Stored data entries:
------------------------------------------------------------
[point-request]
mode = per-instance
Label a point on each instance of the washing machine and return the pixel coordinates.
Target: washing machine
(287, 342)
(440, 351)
------------------------------------------------------------
[Required action] Each line from the one containing "Label a point" to the end of the entries above should be copied exactly, and no other line.

[Answer for the task]
Label a point on each instance of the washing machine and return the pixel coordinates.
Target: washing machine
(287, 342)
(440, 351)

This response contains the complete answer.